**WHAT TO DO**
The lines below, from the one holding "Task: If you could tag each instance of the white sleeve" through the one holding "Target: gold button on uniform", are to be restated word for word, with all images left out.

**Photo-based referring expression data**

= = = = = = =

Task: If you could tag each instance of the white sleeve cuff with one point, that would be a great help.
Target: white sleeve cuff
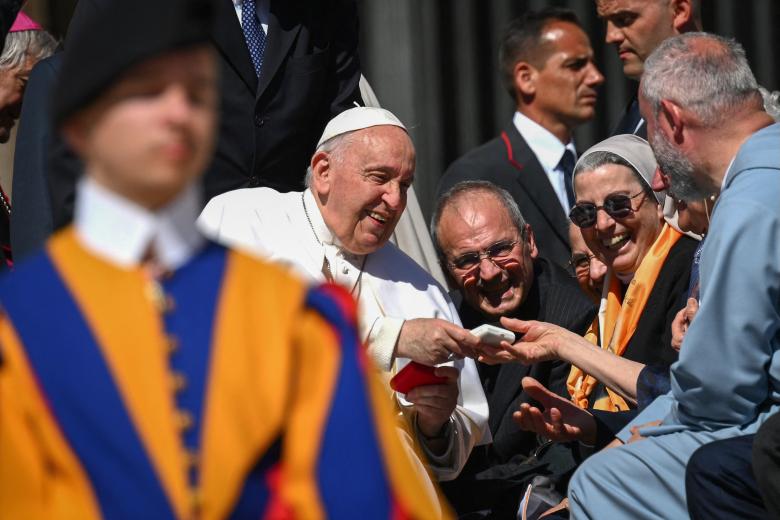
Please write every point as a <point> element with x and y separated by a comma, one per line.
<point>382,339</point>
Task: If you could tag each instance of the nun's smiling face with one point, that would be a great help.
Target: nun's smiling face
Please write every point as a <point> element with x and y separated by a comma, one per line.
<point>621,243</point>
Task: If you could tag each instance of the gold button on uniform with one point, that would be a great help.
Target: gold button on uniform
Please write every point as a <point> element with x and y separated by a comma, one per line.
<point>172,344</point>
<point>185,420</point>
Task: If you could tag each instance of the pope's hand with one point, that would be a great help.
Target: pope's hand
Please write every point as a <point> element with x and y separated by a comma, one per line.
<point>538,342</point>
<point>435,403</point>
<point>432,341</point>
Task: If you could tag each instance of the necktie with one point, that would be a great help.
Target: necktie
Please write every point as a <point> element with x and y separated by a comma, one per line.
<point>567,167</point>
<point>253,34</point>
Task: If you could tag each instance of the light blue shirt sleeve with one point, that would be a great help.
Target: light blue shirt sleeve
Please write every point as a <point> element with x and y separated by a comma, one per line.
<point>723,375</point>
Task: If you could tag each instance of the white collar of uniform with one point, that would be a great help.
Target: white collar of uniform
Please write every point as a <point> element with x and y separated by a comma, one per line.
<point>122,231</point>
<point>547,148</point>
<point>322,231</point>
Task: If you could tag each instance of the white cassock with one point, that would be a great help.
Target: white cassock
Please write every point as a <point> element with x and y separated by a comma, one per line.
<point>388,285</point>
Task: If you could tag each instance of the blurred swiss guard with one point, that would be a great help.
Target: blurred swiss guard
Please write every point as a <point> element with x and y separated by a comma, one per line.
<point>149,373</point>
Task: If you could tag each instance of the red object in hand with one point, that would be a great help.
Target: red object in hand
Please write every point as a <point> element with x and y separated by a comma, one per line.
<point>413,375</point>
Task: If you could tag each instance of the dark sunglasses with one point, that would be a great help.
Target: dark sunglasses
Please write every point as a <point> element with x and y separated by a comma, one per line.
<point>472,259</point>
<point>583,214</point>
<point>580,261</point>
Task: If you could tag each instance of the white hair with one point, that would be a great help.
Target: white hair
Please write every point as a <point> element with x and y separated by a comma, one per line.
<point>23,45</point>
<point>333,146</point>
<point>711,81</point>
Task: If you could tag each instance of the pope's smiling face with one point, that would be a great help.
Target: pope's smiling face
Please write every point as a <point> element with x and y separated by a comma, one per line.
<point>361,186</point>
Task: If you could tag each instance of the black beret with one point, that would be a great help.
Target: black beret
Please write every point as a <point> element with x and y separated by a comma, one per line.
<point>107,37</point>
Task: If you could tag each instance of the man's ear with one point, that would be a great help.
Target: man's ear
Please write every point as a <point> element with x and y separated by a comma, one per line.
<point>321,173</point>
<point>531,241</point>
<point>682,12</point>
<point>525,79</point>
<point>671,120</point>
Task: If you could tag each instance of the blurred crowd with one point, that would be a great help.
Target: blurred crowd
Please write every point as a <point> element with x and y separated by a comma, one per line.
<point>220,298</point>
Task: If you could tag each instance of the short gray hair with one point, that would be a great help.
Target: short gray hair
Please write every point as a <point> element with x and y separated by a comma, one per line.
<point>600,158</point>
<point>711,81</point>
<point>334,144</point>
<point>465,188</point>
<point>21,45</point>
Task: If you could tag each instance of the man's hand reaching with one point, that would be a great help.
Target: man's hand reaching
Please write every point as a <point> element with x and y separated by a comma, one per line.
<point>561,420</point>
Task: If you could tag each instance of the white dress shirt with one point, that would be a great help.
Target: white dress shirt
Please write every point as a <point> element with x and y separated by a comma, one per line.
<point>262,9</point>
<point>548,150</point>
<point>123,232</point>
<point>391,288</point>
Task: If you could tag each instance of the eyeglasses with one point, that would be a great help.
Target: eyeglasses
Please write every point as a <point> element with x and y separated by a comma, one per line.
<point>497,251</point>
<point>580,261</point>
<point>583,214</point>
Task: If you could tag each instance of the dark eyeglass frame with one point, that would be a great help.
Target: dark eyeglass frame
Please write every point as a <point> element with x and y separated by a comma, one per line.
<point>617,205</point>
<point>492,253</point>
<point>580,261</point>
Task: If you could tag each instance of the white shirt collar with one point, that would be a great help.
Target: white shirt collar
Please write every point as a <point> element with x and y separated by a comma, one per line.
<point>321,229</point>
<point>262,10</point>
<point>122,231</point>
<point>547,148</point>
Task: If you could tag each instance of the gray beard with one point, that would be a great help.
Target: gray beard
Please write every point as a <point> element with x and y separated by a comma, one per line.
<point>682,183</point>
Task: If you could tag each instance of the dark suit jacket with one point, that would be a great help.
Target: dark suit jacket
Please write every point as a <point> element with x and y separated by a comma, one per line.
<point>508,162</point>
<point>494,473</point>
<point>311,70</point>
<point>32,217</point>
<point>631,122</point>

= = = = = = =

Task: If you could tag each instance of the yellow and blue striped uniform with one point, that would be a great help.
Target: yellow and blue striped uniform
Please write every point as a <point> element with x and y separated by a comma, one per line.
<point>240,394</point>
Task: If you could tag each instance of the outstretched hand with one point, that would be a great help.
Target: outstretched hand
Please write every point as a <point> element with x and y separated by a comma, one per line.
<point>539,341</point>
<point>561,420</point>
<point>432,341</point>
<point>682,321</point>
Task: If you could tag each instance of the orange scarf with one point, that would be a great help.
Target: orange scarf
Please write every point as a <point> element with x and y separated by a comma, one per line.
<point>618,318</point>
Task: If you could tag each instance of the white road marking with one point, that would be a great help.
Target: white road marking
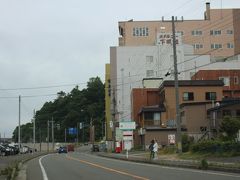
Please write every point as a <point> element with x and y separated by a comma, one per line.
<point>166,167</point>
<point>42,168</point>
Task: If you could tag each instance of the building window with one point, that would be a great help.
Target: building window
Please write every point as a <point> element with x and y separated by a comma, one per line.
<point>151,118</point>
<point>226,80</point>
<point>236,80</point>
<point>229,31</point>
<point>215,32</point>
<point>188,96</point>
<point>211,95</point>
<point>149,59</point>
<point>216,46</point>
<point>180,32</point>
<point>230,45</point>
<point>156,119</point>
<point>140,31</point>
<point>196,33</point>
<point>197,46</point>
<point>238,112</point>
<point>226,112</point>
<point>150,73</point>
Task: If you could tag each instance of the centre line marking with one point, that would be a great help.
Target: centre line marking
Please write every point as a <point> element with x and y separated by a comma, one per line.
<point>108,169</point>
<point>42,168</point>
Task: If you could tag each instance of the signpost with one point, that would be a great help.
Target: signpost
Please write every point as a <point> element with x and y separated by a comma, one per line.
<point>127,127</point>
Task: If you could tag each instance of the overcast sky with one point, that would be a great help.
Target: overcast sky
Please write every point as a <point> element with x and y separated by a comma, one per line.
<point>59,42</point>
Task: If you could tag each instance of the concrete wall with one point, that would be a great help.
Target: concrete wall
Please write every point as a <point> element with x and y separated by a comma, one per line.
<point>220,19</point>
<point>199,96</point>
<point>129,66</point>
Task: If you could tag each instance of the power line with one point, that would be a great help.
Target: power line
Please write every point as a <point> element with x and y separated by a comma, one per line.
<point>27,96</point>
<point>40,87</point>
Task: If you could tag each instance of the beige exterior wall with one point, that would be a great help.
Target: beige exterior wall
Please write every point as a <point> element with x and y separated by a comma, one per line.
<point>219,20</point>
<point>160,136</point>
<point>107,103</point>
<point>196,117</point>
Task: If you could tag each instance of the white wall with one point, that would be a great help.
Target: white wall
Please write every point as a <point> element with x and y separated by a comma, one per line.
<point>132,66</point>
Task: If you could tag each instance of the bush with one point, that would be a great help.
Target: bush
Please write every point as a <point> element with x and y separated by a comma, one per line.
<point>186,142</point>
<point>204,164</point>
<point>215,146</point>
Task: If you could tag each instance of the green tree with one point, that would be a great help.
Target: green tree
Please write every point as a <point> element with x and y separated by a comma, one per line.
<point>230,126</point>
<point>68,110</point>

= = = = = = =

**ANSWER SECTION**
Task: If you could tag each instance of the white sleeve cuff with one point, that would be a great help.
Target: white sleeve cuff
Please write every point as a <point> element with x and y separated by a comma, one per line.
<point>382,339</point>
Task: If you could tag each instance of the nun's smiling face with one point, that would be a great help.
Target: nun's smiling face
Please write every point as a <point> element with x and y separated by a comma, one per line.
<point>621,243</point>
Task: If you could tag each instance of the gold button on uniform with one point, that would be a great help.
Target: gold button on uniform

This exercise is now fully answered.